Instruction:
Convert the entries below into a Markdown table with the columns Row and Line. Give each non-blank line its own numbered row and omit blank lines.

------------------------------

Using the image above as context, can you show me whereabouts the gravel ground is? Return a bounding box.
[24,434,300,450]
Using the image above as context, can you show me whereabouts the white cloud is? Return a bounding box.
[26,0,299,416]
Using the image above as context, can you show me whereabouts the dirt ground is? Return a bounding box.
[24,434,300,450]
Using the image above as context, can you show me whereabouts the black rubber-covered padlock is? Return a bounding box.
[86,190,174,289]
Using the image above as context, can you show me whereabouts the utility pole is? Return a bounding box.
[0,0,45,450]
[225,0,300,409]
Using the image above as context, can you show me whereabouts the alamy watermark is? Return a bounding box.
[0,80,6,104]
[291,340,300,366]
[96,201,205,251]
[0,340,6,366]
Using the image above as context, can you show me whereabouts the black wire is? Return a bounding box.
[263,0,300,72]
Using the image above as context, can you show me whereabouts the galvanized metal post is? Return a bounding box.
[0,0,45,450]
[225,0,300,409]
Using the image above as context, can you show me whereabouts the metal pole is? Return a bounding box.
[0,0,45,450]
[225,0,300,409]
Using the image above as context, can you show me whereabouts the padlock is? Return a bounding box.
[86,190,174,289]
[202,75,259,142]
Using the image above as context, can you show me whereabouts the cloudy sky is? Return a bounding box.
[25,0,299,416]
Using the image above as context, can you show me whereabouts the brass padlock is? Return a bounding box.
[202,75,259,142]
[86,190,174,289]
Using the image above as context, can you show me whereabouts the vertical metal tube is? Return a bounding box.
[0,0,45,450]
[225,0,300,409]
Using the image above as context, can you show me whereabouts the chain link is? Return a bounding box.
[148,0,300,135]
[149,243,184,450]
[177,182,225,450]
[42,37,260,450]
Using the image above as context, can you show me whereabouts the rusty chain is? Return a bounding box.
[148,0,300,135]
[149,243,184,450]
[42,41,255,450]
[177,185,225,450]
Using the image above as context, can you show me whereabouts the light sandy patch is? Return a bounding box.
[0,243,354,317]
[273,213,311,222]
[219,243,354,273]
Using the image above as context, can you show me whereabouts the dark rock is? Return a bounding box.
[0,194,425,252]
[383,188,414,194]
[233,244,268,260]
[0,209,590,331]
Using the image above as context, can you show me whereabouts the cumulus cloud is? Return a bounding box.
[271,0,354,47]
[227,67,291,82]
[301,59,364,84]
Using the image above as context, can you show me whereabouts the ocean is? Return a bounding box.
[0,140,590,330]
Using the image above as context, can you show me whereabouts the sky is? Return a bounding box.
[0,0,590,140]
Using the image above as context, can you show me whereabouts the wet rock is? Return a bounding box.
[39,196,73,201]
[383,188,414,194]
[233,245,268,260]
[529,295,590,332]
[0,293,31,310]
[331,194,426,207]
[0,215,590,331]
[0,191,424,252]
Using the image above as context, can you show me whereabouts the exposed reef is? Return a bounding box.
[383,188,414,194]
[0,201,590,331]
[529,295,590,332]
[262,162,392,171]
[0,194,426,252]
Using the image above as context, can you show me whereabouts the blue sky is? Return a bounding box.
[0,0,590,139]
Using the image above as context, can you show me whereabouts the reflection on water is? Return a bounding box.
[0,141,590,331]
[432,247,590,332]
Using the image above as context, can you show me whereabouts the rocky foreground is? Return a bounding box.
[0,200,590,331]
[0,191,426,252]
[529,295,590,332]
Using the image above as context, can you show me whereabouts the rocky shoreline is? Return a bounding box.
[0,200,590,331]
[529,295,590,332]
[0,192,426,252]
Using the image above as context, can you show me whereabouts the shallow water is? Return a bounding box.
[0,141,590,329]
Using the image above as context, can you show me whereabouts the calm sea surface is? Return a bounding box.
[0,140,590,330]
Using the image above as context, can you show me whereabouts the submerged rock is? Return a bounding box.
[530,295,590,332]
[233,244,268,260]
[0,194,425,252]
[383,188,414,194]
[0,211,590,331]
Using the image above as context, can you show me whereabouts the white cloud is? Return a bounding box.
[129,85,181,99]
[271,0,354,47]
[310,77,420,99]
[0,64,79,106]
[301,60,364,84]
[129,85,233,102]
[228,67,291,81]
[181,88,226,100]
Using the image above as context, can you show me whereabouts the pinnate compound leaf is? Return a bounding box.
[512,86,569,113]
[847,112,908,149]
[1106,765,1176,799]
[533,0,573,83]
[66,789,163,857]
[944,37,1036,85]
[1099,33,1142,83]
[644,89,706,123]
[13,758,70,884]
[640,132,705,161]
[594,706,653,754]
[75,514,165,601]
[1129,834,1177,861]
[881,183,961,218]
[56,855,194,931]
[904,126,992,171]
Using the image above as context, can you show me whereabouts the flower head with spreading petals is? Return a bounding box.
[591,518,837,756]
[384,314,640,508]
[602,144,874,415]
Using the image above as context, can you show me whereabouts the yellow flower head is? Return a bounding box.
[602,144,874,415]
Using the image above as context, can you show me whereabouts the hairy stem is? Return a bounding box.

------------------------------

Task result:
| Row | Line |
|---|---|
| 1 | Using the image above as context, can you show me whereabouts the gravel ground is? Return a bounding box. |
| 2 | [24,434,300,450] |
| 3 | Using the image above as context, can you show me whereabouts the white cloud is? Return a bounding box. |
| 4 | [26,0,299,416] |
| 5 | Using the image above as context, can you show me whereabouts the dirt ground is? Return a bounding box. |
| 6 | [24,434,300,450] |
| 7 | Using the image above as context, can you show me whereabouts the black rubber-covered padlock is? Return a bounding box. |
| 8 | [86,190,174,289] |
| 9 | Using the image above as context, can you show me whereabouts the utility pole is? Return a bounding box. |
| 10 | [0,0,45,450] |
| 11 | [225,0,300,409] |
| 12 | Using the image above as context, can you show me whereabouts the alamy watermark is? Return a bounding box. |
| 13 | [0,80,6,104] |
| 14 | [291,340,300,366] |
| 15 | [96,201,205,251] |
| 16 | [0,340,6,366] |
| 17 | Using the image above as context, can you show me whereabouts the black wire is? Return a bounding box. |
| 18 | [263,0,300,72] |
| 19 | Using the image above as context, can you show me whereabouts the galvanized metal post is? Return a bounding box. |
| 20 | [0,0,45,450] |
| 21 | [225,0,300,409] |
| 22 | Using the image above as context, can you show me whereabouts the metal pole is? Return a bounding box. |
| 23 | [0,0,45,450] |
| 24 | [225,0,300,409] |
| 25 | Using the image above as context, can you show me whereabouts the padlock is? Return a bounding box. |
| 26 | [86,190,174,289] |
| 27 | [202,75,259,142] |
| 28 | Using the image above as context, can you show me whereabouts the cloudy sky is? Return a bounding box. |
| 29 | [25,0,299,416] |
| 30 | Using the image above as context, can you show me whereabouts the brass padlock is? Return a bounding box. |
| 31 | [202,75,259,142] |
| 32 | [86,190,174,289] |
| 33 | Using the image above as context, can you show me whereabouts the vertical metal tube is? Return a bounding box. |
| 34 | [0,0,45,450] |
| 35 | [225,0,300,409] |
| 36 | Using the image above as context, can you show me whereabouts the chain link is? Return a bounding box. |
| 37 | [148,0,300,135] |
| 38 | [149,243,184,450] |
| 39 | [177,182,225,450] |
| 40 | [42,37,260,450] |
| 41 | Using the image above as context, can you show me whereabouts the rusty chain is? Return a bounding box. |
| 42 | [148,0,300,135] |
| 43 | [149,243,184,450] |
| 44 | [42,41,255,450] |
| 45 | [177,185,225,450] |
| 46 | Using the image above as context, can you show me whereabouts the light sandy patch is? Return a bounding box. |
| 47 | [0,243,354,317] |
| 48 | [273,213,311,222] |
| 49 | [219,243,354,273] |
| 50 | Using the image above as context, can you show me whereabouts the dark rock is? Return a bounding box. |
| 51 | [0,194,425,252] |
| 52 | [383,188,414,194] |
| 53 | [233,244,268,260] |
| 54 | [0,209,590,331] |
| 55 | Using the image above as context, can you show me whereabouts the cumulus cloud is? Return a bounding box. |
| 56 | [271,0,354,47] |
| 57 | [227,67,291,82] |
| 58 | [301,59,364,84] |
| 59 | Using the image above as context, can you show me whereabouts the ocean is? Return a bounding box. |
| 60 | [0,140,590,330] |
| 61 | Using the image above as context, can you show me whereabouts the sky is? Return a bounding box. |
| 62 | [0,0,590,140] |
| 63 | Using the image above as context, can you show me whereabouts the wet rock is? Return a bounding box. |
| 64 | [39,196,73,201] |
| 65 | [383,188,414,194] |
| 66 | [233,245,268,260] |
| 67 | [529,295,590,332] |
| 68 | [0,293,31,310] |
| 69 | [331,194,426,207] |
| 70 | [0,215,590,331] |
| 71 | [0,191,424,252] |
| 72 | Using the image above as context, can you show me whereabouts the exposed reef is? Return a bounding box. |
| 73 | [383,188,414,194] |
| 74 | [0,201,590,331] |
| 75 | [529,295,590,332] |
| 76 | [262,162,392,171] |
| 77 | [0,194,426,252] |
| 78 | Using the image above as context, can you show me whereabouts the blue sky is? Return a bounding box. |
| 79 | [0,0,590,139] |
| 80 | Using the image above as context, can you show me whereabouts the reflection on water is? Return a bounding box. |
| 81 | [0,141,590,331] |
| 82 | [432,247,590,332] |
| 83 | Using the image above as context, can you show me whereabouts the rocky foreground is? Return a bounding box. |
| 84 | [0,200,590,331] |
| 85 | [0,191,426,252] |
| 86 | [529,295,590,332] |
| 87 | Using the image above as context, can you show me whereabouts the rocky shoreline is? Return a bounding box. |
| 88 | [0,200,590,331] |
| 89 | [529,295,590,332] |
| 90 | [0,192,426,252] |
| 91 | Using the image above as context, can you show me whereabouts the shallow water is? Return a bounding box. |
| 92 | [0,141,590,329] |
| 93 | Using the image above as context, can you show me whereabouts the calm sea surface is? Return a bounding box. |
| 94 | [0,140,590,330] |
| 95 | Using the image above as context, can you show me whereabouts the submerged rock is? Return a bounding box. |
| 96 | [530,295,590,332] |
| 97 | [233,244,268,260] |
| 98 | [0,194,425,252] |
| 99 | [383,188,414,194] |
| 100 | [0,211,590,331] |
| 101 | Using the image above as context, can you show me whereabouts the white cloud is? Return a bounding box. |
| 102 | [129,85,181,99] |
| 103 | [271,0,354,47] |
| 104 | [310,77,420,99] |
| 105 | [0,64,79,106] |
| 106 | [301,60,364,84] |
| 107 | [129,85,233,102] |
| 108 | [228,67,291,81] |
| 109 | [181,88,226,100] |
| 110 | Using the image above as context, can you show me whereabouts the pinnate compound leaf is? Return a bounding box. |
| 111 | [512,86,569,113] |
| 112 | [847,112,908,149] |
| 113 | [1106,765,1176,799] |
| 114 | [533,0,573,83] |
| 115 | [66,789,163,857] |
| 116 | [944,37,1036,85] |
| 117 | [1099,33,1142,83] |
| 118 | [644,89,706,123] |
| 119 | [13,758,70,884] |
| 120 | [640,132,705,161] |
| 121 | [594,706,653,754] |
| 122 | [75,514,165,601] |
| 123 | [1129,834,1177,861] |
| 124 | [881,183,961,218] |
| 125 | [56,855,194,931] |
| 126 | [904,126,992,171] |
| 127 | Using the image above as context, can you show me whereabouts the flower head with spreading petals is? Return a bounding box. |
| 128 | [591,518,837,756] |
| 129 | [384,314,640,508] |
| 130 | [602,144,874,415] |
| 131 | Using the image above as context, can you show me whereabouts the yellow flower head is? Return a bounding box. |
| 132 | [602,144,874,415] |
| 133 | Using the image above as context, can you show me whereabouts the hairy stem is? Return a bounding box. |